--- Provided material ---
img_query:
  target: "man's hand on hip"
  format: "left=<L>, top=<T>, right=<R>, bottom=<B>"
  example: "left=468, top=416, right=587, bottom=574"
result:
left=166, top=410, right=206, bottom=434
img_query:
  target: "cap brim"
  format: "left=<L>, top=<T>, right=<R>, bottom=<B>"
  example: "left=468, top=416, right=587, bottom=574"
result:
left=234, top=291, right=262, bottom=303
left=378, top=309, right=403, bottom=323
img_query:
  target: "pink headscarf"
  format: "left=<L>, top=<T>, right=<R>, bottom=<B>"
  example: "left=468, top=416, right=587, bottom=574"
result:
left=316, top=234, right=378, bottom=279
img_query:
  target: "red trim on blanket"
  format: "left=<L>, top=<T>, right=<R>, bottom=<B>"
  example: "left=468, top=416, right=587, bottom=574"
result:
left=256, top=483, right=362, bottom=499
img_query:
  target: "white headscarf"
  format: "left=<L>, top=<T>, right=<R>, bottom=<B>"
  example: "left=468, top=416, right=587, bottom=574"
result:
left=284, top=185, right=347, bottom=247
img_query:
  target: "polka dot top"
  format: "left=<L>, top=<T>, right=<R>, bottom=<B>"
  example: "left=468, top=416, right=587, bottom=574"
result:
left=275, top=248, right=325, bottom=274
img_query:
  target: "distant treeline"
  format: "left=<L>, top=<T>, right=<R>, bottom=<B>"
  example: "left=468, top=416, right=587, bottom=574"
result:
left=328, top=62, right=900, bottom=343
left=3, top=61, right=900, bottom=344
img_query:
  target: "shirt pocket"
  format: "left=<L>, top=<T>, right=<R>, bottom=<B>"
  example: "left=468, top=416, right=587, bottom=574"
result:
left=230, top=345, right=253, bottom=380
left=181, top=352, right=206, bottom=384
---
Exercise aim: Copy the records from their start through the line containing "left=256, top=483, right=362, bottom=499", with both of those lines included. Shift every answer coordinate by adding 76 to it, and leave every other line unchanged.

Answer for the task:
img_query:
  target: "man's hand on hip"
  format: "left=<L>, top=<T>, right=<R>, bottom=<B>"
  example: "left=468, top=416, right=587, bottom=574"
result:
left=242, top=486, right=282, bottom=510
img_query:
  target: "cap brim"
  format: "left=<L>, top=<T>, right=<R>, bottom=<B>"
  example: "left=468, top=416, right=587, bottom=574"
result:
left=310, top=367, right=338, bottom=379
left=454, top=385, right=479, bottom=399
img_query:
  target: "pink headscarf"
  format: "left=<L>, top=<T>, right=<R>, bottom=<B>"
  example: "left=468, top=416, right=587, bottom=574"
result:
left=392, top=310, right=454, bottom=355
img_query:
  target: "red trim on blanket"
  format: "left=<L>, top=<T>, right=<R>, bottom=<B>"
  example: "left=468, top=416, right=587, bottom=574"
result:
left=332, top=559, right=438, bottom=575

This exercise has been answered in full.